→ **OBJECTIVE**:
Name every professor who leads one of the four research groups described in the interview below.

→ **PASSAGE PROVIDED**:
◇ ◇ ◇ ◇ ◇ ◇ ◇

GetRobo Blog English

 Professor Minoru Asada of Osaka University in Japan is a leader in the field of “Cognitive Developmental Robotics” which aims to understand the development of human intelligence through the use of robotics. He is well-known as the director of the JST ERATO Project on “Synergistic Intelligence.” (Think CB2 – which stands for Child robot with Biomimetic Body.)  Additionally important facts about him are that he is the vice director of The Japanese Society of Baby Science, an academic group of researchers studying infants, and is one of the founders of RoboCup.
 His goal is to understand humans through robotics and then utilize that knowledge to design a robot that can learn by itself. Now that the 5 year ERATO project is coming to a close this spring, GetRobo asked him about what he wants to do next. (The interview took place in San Francisco during Prof. Asada’s visit to the Bay Area in the end of Nov. 2010.)

Q. What are the achievements of the Asada ERATO project?
 
A. There are many but let me go over some of the highlights of the research done by the 4 groups involved in this project.
 First of all, Prof. Koh Hosoda’s group set out to prove that it’s not just the brain that is controlling human movements but that other parts of the body are computing as well. They developed robots that mimic a 7 month old and 13 month old baby using pneumatic muscle actuators and showed how the spine was playing an important role in controlling crawling.
 Prof. Yasuo Kuniyoshi’s group was able to show through computer simulation how a 25 week old fetus is able to learn about its body by moving its muscles and touching itself inside the womb. We think that in real life this helps the baby in organizing its movement right after birth.
 Plus, we now have constructive proof that a neonatal infant can obtain an image of his own face without any visual data but just through touching. This work was done by Prof. Toshio Inui’s group.
  Last but not least, and perhaps the best known outside of academia, is the research done using the CB2 (pronounced CB square) robot, which was developed by Prof. Hiroshi Ishiguro’s group. They taught CB2 how to stand with the help of a human pulling it up. Through this experiment they figured out how to determine whether an attempt to stand was successful or not so that CB2 can improve on its skill.

◇ ◇ ◇ ◇ ◇ ◇ ◇

→ **DATASET SECTION**:

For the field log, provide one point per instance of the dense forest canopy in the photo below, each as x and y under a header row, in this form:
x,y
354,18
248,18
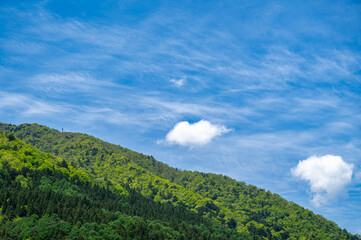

◇ ◇ ◇ ◇ ◇ ◇ ◇

→ **THE COMPLETED TASK**:
Koh Hosoda
Yasuo Kuniyoshi
Toshio Inui
Hiroshi Ishiguro